** BEGIN Data in this exercise **

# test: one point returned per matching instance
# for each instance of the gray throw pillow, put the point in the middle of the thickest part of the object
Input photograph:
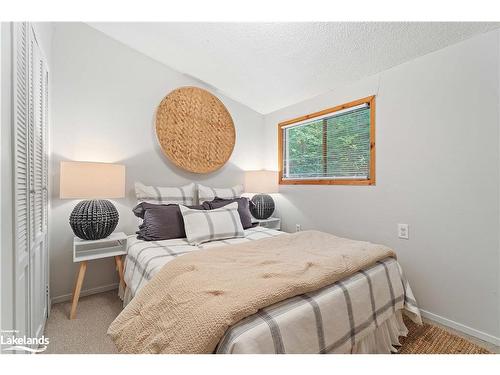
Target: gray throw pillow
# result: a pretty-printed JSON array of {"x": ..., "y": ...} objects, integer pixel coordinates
[
  {"x": 243, "y": 208},
  {"x": 160, "y": 221}
]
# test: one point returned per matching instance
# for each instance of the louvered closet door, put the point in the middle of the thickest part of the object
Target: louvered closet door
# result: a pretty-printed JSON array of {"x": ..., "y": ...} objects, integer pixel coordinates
[
  {"x": 21, "y": 178},
  {"x": 31, "y": 199},
  {"x": 38, "y": 179}
]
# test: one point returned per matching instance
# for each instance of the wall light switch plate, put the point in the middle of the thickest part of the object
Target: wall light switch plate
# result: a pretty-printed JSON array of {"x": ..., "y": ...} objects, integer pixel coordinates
[{"x": 403, "y": 231}]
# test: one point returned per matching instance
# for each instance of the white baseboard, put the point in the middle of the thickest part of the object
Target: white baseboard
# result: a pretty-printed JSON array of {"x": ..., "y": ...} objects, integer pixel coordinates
[
  {"x": 83, "y": 293},
  {"x": 461, "y": 327}
]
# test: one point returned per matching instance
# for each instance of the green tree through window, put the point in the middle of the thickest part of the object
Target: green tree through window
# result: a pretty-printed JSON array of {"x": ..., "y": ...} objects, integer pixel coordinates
[{"x": 336, "y": 146}]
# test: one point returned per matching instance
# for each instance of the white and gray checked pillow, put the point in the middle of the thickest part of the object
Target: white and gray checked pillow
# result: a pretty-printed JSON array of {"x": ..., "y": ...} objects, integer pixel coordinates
[
  {"x": 206, "y": 193},
  {"x": 210, "y": 225},
  {"x": 165, "y": 195}
]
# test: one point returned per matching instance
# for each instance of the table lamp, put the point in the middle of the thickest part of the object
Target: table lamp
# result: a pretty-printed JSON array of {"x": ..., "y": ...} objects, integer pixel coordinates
[
  {"x": 94, "y": 218},
  {"x": 262, "y": 182}
]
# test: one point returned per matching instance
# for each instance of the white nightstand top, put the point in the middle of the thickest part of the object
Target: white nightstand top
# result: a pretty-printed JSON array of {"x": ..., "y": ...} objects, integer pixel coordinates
[{"x": 84, "y": 250}]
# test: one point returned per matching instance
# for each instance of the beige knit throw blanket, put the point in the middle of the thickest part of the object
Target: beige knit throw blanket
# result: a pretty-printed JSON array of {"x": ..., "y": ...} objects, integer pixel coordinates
[{"x": 191, "y": 302}]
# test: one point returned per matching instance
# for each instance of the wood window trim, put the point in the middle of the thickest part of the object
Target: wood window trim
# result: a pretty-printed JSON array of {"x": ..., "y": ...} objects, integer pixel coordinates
[{"x": 370, "y": 181}]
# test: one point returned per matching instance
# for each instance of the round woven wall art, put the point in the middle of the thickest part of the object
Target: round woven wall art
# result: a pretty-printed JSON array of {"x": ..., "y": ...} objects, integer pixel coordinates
[{"x": 195, "y": 130}]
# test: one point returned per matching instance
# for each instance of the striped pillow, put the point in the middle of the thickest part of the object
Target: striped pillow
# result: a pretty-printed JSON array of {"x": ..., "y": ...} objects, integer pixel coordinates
[
  {"x": 206, "y": 193},
  {"x": 165, "y": 195},
  {"x": 210, "y": 225}
]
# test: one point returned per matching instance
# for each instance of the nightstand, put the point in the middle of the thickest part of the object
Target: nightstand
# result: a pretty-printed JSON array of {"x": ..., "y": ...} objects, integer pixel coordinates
[
  {"x": 113, "y": 246},
  {"x": 271, "y": 223}
]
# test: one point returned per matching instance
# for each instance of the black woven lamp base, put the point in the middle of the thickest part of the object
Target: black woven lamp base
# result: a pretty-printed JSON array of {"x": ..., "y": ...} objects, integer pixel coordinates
[
  {"x": 94, "y": 219},
  {"x": 263, "y": 206}
]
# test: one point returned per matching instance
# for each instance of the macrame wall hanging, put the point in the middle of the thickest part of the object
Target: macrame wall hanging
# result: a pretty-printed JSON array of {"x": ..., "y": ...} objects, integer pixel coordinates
[{"x": 195, "y": 130}]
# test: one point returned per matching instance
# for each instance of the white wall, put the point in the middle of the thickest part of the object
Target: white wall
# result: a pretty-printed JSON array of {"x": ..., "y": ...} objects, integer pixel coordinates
[
  {"x": 104, "y": 100},
  {"x": 437, "y": 162}
]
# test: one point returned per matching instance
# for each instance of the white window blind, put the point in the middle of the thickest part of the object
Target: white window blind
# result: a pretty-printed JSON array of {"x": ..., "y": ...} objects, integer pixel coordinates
[{"x": 333, "y": 146}]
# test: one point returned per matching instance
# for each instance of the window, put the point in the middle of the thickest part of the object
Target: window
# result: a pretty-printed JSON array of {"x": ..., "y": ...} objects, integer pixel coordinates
[{"x": 335, "y": 146}]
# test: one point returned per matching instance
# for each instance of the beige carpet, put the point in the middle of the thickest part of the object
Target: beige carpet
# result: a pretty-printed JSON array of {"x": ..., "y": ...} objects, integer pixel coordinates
[{"x": 87, "y": 333}]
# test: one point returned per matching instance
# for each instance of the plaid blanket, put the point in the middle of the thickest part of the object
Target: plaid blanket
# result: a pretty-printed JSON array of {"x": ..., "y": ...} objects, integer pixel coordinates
[{"x": 330, "y": 320}]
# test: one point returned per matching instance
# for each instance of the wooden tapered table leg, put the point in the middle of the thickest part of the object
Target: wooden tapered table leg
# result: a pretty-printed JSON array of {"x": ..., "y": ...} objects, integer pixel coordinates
[
  {"x": 119, "y": 268},
  {"x": 78, "y": 288}
]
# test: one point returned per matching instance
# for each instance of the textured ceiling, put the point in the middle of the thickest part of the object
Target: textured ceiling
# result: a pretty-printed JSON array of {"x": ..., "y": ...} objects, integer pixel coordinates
[{"x": 268, "y": 66}]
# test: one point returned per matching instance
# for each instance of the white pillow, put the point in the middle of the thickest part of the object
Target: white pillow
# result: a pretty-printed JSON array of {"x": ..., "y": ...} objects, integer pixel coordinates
[
  {"x": 210, "y": 225},
  {"x": 206, "y": 193},
  {"x": 165, "y": 195}
]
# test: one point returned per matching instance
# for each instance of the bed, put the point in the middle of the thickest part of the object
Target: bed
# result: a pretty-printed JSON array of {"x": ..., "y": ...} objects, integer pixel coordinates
[{"x": 361, "y": 313}]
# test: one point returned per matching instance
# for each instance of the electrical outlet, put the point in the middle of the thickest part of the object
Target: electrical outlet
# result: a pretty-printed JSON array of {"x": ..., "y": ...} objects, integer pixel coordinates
[{"x": 403, "y": 231}]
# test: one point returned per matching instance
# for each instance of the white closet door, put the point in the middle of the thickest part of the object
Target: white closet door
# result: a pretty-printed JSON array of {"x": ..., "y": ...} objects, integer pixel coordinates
[
  {"x": 21, "y": 179},
  {"x": 31, "y": 200},
  {"x": 38, "y": 231}
]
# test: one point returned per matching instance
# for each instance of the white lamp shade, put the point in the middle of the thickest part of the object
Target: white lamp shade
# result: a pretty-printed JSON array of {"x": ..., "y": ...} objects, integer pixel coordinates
[
  {"x": 261, "y": 182},
  {"x": 88, "y": 180}
]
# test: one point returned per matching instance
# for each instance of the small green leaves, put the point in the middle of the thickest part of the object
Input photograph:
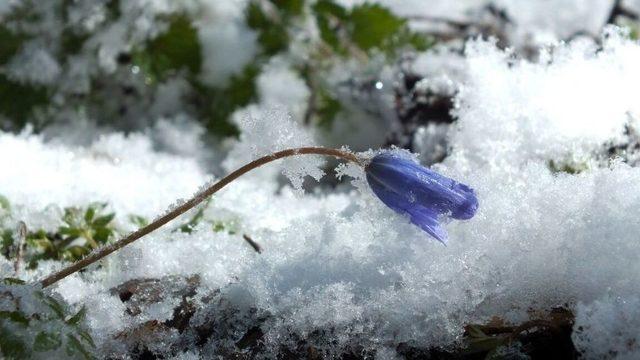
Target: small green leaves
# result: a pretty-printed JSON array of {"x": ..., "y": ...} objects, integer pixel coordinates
[
  {"x": 4, "y": 203},
  {"x": 78, "y": 317},
  {"x": 366, "y": 27},
  {"x": 15, "y": 316},
  {"x": 11, "y": 345},
  {"x": 46, "y": 341},
  {"x": 176, "y": 49},
  {"x": 49, "y": 328},
  {"x": 272, "y": 32}
]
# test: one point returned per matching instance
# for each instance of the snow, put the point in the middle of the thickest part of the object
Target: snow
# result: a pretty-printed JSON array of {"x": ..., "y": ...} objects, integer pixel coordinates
[
  {"x": 338, "y": 262},
  {"x": 227, "y": 42},
  {"x": 121, "y": 170}
]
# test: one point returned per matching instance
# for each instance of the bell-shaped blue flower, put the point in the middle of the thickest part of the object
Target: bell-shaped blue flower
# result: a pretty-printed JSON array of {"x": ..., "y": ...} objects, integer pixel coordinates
[{"x": 423, "y": 195}]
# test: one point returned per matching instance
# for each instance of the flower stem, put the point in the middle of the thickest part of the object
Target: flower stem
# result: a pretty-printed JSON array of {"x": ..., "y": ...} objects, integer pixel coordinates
[{"x": 195, "y": 200}]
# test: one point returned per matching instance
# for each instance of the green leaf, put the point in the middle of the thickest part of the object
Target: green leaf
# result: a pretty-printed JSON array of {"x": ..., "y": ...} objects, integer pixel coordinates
[
  {"x": 17, "y": 101},
  {"x": 75, "y": 347},
  {"x": 4, "y": 203},
  {"x": 177, "y": 48},
  {"x": 289, "y": 7},
  {"x": 10, "y": 43},
  {"x": 15, "y": 316},
  {"x": 89, "y": 214},
  {"x": 78, "y": 317},
  {"x": 272, "y": 34},
  {"x": 13, "y": 281},
  {"x": 138, "y": 220},
  {"x": 75, "y": 252},
  {"x": 7, "y": 241},
  {"x": 217, "y": 105},
  {"x": 45, "y": 341},
  {"x": 11, "y": 345},
  {"x": 329, "y": 15},
  {"x": 372, "y": 25},
  {"x": 328, "y": 108}
]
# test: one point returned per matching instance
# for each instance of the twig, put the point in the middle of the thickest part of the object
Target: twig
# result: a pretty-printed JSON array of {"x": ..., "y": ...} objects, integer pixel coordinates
[
  {"x": 21, "y": 232},
  {"x": 252, "y": 243},
  {"x": 198, "y": 198}
]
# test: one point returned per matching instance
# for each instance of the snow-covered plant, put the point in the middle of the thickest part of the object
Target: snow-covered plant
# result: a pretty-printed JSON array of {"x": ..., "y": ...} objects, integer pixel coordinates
[
  {"x": 425, "y": 196},
  {"x": 34, "y": 325}
]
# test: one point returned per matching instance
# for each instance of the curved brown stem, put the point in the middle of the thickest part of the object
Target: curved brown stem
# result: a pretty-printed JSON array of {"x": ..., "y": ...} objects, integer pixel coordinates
[{"x": 195, "y": 200}]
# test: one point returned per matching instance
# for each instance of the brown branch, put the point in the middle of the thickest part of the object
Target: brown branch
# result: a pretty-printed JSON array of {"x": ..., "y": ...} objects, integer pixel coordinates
[
  {"x": 198, "y": 198},
  {"x": 252, "y": 243}
]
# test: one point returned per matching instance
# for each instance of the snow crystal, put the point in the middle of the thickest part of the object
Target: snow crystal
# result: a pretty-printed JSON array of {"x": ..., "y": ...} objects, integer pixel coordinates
[
  {"x": 123, "y": 171},
  {"x": 279, "y": 85},
  {"x": 547, "y": 109},
  {"x": 227, "y": 42},
  {"x": 608, "y": 328},
  {"x": 265, "y": 131},
  {"x": 343, "y": 264}
]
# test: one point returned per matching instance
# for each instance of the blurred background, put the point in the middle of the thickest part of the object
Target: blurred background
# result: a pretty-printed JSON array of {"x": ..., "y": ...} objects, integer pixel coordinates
[{"x": 359, "y": 73}]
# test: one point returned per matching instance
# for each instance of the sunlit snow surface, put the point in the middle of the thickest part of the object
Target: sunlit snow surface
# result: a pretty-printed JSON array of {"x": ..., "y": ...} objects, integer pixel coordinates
[{"x": 342, "y": 261}]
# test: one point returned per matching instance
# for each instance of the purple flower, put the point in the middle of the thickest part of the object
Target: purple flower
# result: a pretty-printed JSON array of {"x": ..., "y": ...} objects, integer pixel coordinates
[{"x": 423, "y": 195}]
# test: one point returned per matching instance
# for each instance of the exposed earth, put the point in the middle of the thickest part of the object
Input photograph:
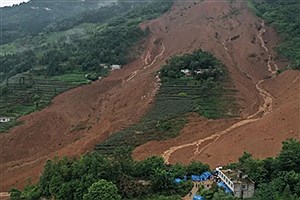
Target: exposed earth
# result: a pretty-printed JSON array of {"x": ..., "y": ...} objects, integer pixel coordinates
[{"x": 80, "y": 118}]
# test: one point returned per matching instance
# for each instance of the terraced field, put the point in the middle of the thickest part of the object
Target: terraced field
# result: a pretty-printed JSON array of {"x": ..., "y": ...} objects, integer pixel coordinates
[
  {"x": 31, "y": 93},
  {"x": 175, "y": 99}
]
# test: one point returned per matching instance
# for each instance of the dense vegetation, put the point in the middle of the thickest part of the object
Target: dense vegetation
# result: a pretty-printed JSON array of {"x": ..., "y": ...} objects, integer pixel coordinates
[
  {"x": 57, "y": 64},
  {"x": 210, "y": 94},
  {"x": 122, "y": 178},
  {"x": 17, "y": 20},
  {"x": 284, "y": 17},
  {"x": 94, "y": 173}
]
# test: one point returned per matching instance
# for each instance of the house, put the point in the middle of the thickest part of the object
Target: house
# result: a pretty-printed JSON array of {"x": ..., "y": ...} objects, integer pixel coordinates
[
  {"x": 4, "y": 119},
  {"x": 239, "y": 184},
  {"x": 207, "y": 184},
  {"x": 187, "y": 72},
  {"x": 105, "y": 66},
  {"x": 114, "y": 67}
]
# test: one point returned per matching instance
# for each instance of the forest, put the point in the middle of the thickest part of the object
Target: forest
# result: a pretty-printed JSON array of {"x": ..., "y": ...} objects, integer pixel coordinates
[
  {"x": 121, "y": 177},
  {"x": 284, "y": 17},
  {"x": 110, "y": 44},
  {"x": 57, "y": 61}
]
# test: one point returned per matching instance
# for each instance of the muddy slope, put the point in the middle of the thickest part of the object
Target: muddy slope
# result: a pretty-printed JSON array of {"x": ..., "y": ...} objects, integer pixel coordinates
[
  {"x": 270, "y": 107},
  {"x": 83, "y": 117}
]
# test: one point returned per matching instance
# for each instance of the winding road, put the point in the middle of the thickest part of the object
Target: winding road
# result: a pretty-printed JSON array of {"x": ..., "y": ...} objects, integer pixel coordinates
[{"x": 263, "y": 109}]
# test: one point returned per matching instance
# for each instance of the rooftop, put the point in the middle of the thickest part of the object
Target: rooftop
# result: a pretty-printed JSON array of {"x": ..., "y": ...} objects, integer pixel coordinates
[{"x": 236, "y": 176}]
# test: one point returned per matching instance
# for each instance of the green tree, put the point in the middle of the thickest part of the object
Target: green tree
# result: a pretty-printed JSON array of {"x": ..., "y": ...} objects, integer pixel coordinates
[
  {"x": 102, "y": 190},
  {"x": 196, "y": 168},
  {"x": 15, "y": 194}
]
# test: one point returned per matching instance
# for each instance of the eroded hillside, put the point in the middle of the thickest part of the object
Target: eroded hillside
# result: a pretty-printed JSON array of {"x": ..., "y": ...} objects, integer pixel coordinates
[{"x": 80, "y": 118}]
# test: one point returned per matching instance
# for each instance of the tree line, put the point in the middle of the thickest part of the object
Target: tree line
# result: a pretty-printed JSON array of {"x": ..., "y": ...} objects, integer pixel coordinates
[{"x": 94, "y": 176}]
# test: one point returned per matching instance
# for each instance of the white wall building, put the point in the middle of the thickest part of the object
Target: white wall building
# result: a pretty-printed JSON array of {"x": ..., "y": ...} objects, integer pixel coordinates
[{"x": 240, "y": 184}]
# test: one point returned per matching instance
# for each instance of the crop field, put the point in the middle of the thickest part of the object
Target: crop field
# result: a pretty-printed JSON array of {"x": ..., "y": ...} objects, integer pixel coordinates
[
  {"x": 29, "y": 93},
  {"x": 175, "y": 99}
]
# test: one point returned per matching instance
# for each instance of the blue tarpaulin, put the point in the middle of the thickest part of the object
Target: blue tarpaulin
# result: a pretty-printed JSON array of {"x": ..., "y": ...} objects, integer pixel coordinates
[
  {"x": 203, "y": 177},
  {"x": 223, "y": 185},
  {"x": 198, "y": 197}
]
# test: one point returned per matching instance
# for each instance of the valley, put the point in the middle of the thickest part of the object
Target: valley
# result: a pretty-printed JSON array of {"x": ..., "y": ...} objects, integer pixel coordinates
[{"x": 86, "y": 117}]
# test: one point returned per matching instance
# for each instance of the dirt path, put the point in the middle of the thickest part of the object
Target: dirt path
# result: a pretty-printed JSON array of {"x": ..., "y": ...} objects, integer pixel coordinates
[
  {"x": 192, "y": 193},
  {"x": 147, "y": 58},
  {"x": 263, "y": 110}
]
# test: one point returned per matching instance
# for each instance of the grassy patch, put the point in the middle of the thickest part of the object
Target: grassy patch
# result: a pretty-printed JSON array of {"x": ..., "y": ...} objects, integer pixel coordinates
[
  {"x": 178, "y": 96},
  {"x": 34, "y": 94}
]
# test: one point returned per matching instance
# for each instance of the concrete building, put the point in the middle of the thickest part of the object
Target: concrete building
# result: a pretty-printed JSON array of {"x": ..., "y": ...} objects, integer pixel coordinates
[
  {"x": 239, "y": 184},
  {"x": 114, "y": 67}
]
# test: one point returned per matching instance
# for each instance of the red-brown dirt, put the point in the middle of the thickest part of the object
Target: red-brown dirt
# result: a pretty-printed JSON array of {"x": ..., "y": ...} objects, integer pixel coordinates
[
  {"x": 270, "y": 108},
  {"x": 80, "y": 118}
]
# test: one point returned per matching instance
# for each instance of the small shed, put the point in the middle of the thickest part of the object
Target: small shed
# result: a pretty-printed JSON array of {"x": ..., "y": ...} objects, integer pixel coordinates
[
  {"x": 5, "y": 119},
  {"x": 115, "y": 67}
]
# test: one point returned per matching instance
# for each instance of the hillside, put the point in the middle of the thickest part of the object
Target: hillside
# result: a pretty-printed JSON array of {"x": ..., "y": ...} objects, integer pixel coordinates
[
  {"x": 249, "y": 103},
  {"x": 17, "y": 21}
]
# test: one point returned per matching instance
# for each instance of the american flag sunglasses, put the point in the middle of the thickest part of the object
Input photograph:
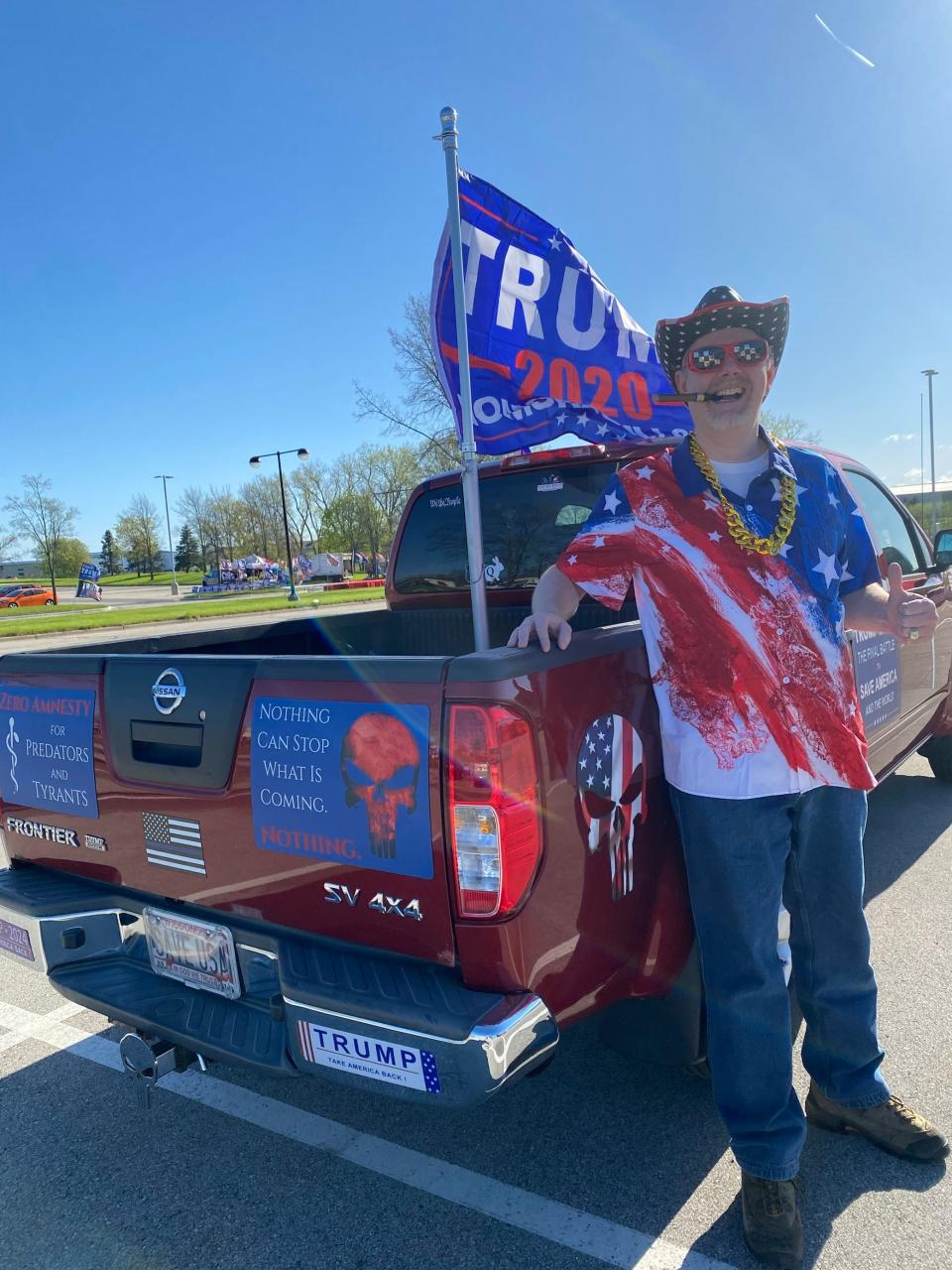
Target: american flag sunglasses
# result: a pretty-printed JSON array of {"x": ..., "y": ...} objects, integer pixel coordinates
[{"x": 746, "y": 352}]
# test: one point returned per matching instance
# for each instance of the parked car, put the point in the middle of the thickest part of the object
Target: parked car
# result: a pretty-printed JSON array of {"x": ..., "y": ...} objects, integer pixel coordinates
[
  {"x": 26, "y": 597},
  {"x": 349, "y": 846}
]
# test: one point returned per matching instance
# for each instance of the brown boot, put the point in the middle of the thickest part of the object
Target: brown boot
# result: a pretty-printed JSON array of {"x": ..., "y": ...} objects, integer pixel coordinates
[
  {"x": 772, "y": 1225},
  {"x": 892, "y": 1125}
]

** END Data in this exercise **

List every line above that contains the string "leaf", treating uppercase and lowercase as different.

→ **Task solution**:
# for each instance of the green leaf, put the point in the middle of the thickest part of the object
Target: green leaf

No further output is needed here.